_Aim of the exercise_
Update the rows beginning with the line that contains "wall using a bounding box." and continuing through the end of the rows by swapping "concrete" for "brick", and write those lines out again with nothing else changed.

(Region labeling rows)
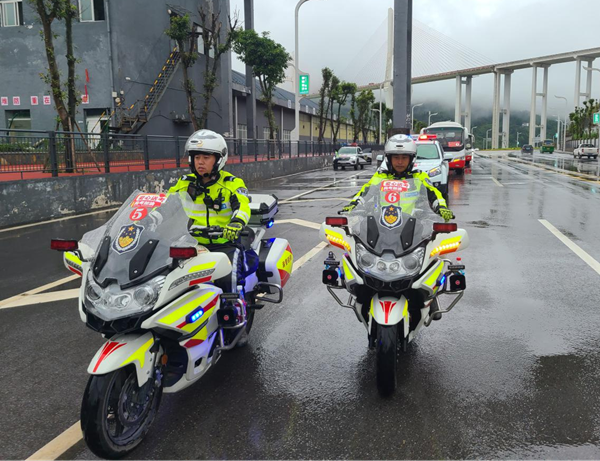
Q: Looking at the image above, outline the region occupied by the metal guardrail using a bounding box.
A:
[0,129,381,181]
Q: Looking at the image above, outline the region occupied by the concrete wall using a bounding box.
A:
[0,157,332,228]
[0,0,232,136]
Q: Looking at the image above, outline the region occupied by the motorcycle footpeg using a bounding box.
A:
[323,269,339,287]
[449,274,467,291]
[217,307,238,328]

_Finished exercise_
Q: Looking at the image above, outline the region occupied by the brick wall using a bounding box.
A:
[0,157,332,228]
[0,0,232,136]
Q: Looking at the image above, outline the region occupied by the motorcycle footpeg using a bounding box.
A:
[323,269,339,287]
[449,274,467,291]
[217,307,238,328]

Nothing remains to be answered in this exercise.